##### INFORMATION PROVIDED #####

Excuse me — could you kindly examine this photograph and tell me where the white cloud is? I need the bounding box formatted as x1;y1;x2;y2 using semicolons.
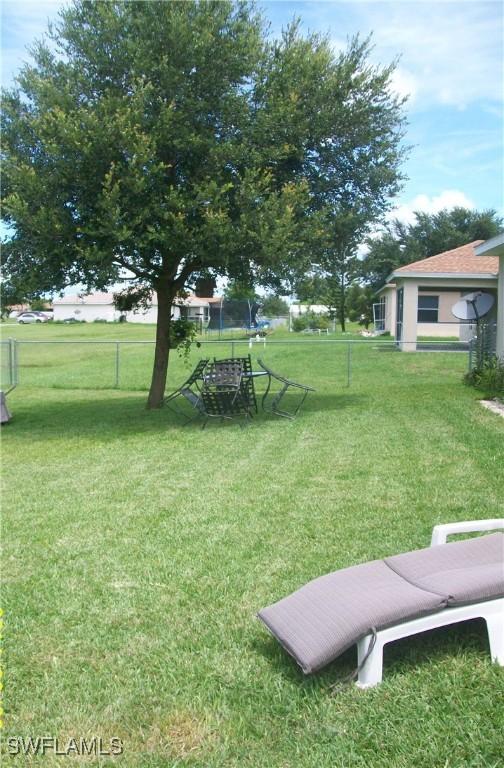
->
357;1;504;109
387;189;475;224
391;67;420;104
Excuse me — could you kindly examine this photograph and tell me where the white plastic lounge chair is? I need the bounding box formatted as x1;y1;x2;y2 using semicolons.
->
258;519;504;688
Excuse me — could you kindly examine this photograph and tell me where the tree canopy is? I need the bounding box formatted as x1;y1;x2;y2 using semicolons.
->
2;0;403;407
362;207;502;290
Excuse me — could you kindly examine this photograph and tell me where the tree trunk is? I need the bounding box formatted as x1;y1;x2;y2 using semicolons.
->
147;287;173;409
339;275;346;333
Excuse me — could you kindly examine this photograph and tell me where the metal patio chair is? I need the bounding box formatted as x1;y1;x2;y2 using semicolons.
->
257;358;315;419
214;355;257;413
199;361;251;429
163;358;208;421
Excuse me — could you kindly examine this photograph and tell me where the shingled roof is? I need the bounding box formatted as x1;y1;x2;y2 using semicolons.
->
392;240;499;277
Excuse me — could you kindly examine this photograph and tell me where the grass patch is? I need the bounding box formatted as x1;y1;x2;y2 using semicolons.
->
2;338;504;768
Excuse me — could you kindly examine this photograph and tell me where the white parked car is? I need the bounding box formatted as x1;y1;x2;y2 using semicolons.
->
17;312;47;323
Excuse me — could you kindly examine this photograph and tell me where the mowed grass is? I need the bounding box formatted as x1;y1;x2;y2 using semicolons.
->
2;327;504;768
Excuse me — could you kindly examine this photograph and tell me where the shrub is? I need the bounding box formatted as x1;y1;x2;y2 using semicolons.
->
464;355;504;398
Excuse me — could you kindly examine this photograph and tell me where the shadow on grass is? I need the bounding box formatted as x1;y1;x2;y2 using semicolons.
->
4;389;366;440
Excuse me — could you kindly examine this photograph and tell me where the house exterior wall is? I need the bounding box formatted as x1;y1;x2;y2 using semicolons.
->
53;300;119;323
380;276;498;354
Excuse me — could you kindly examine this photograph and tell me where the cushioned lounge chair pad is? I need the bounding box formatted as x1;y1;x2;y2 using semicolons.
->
258;533;504;673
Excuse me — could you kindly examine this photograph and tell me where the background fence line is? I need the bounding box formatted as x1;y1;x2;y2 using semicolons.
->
1;337;473;391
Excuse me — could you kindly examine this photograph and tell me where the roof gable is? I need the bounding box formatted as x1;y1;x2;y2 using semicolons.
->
392;240;499;277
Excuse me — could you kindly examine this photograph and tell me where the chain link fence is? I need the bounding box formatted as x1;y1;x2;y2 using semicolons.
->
0;339;18;395
2;335;468;391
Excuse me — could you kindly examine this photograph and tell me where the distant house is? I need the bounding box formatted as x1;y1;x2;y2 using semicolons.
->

#####

• **TASK STATEMENT**: Could you recast every line of the items above as a Markdown table with the columns "Row" and "Line," numbering the rows, skipping blank lines, and leaving out the pictures?

• **RESULT OF THIS EXERCISE**:
| Row | Line |
|---|---|
| 1 | Excuse me — could you kindly examine this photograph and tell me where the white cloud is? I need the bounding box formatted as x1;y1;x2;y2 using semicolons. |
| 2 | -> |
| 3 | 357;1;504;109 |
| 4 | 387;189;475;224 |
| 5 | 391;67;420;104 |
| 6 | Excuse me — could you kindly examine this photograph and tell me where the white plastic lounge chair is? I need the bounding box formatted as x1;y1;x2;y2 using semicolons. |
| 7 | -> |
| 8 | 258;519;504;688 |
| 9 | Excuse me — could you kindly examine this photograph and tell me where the tree canopy is? I need the bounding box formatted as x1;y1;x2;y2 using semicolons. |
| 10 | -> |
| 11 | 2;0;403;407 |
| 12 | 362;207;502;290 |
| 13 | Excuse me — could you kindly examine this photograph and tell me where the tree trunk is? I need the bounding box formatted as x1;y1;x2;y2 using semicolons. |
| 14 | -> |
| 15 | 147;287;173;409 |
| 16 | 339;275;346;333 |
| 17 | Excuse me — could you kindly examine this photograph and tell me where the metal patio chair is? I need the bounding box formatted as x1;y1;x2;y2 using semicolons. |
| 18 | -> |
| 19 | 257;358;315;419 |
| 20 | 214;355;257;413 |
| 21 | 199;361;251;429 |
| 22 | 163;358;208;421 |
| 23 | Excuse me — could you kindly examine this photograph and tell me where the shingled roof is? I need the bounding box formatted as x1;y1;x2;y2 using semicolons. |
| 24 | -> |
| 25 | 392;240;499;277 |
| 26 | Excuse me — could you kindly examine this photograph and tell me where the grass patch is? I need the bounding box formatted as x1;y1;x2;y2 using semicolons. |
| 27 | -> |
| 28 | 2;338;504;768 |
| 29 | Excuse me — could you kindly examine this photograph and tell me where the white parked car is? I need the bounding box formatted as x1;y1;x2;y2 using semicolons. |
| 30 | -> |
| 31 | 17;312;47;323 |
| 32 | Excuse me — could you kindly examine this photograph and tell me where the mowed grass is? I need the bounding box formatted as x1;y1;x2;y2 using semicolons. |
| 33 | -> |
| 34 | 2;327;504;768 |
| 35 | Excuse me — could you kindly examine this photograph and tell me where the shrub is? I need the bounding box formatted as x1;y1;x2;y2 using semicolons. |
| 36 | -> |
| 37 | 464;355;504;398 |
| 38 | Excuse me — could you kindly examine this photograph and tell me where the shadow on grass is? I need the bounding box formatted as x1;y1;x2;y2 using semicolons. |
| 39 | -> |
| 40 | 4;389;366;440 |
| 41 | Excuse me — could you kindly examine this photograph and tell me where the house exterior wall is? I need the bounding box formatted as x1;y1;x2;y2 using semicolons. |
| 42 | -> |
| 43 | 53;300;119;323 |
| 44 | 380;276;498;354 |
| 45 | Excuse me — could you kindly examine this photograph and tell me where the cushioned lounge chair pad is? I need the bounding box formatted as x1;y1;x2;y2 using semicolons. |
| 46 | -> |
| 47 | 258;533;504;673 |
| 48 | Excuse me — could you kindly examine this photograph and tell me where the background fence line is? I need the bounding box formatted as x1;y1;x2;y2 using semicolons. |
| 49 | -> |
| 50 | 1;337;473;391 |
| 51 | Excuse me — could you kindly examine this photograph and tell me where the roof gable is? I need the bounding box formatted as x1;y1;x2;y2 using semicolons. |
| 52 | -> |
| 53 | 392;240;499;277 |
| 54 | Excuse me — could you kindly examine this photograph and tell me where the chain link fence is? I need the bounding box formatted as x1;y1;x2;y2 using semicolons. |
| 55 | -> |
| 56 | 0;339;18;395 |
| 57 | 2;335;468;391 |
| 58 | Excuse me — could you kindly examine this photograph and tell me where the distant house is? I need the bounding box formatted as x1;y1;x2;y2 using semicolons. |
| 59 | -> |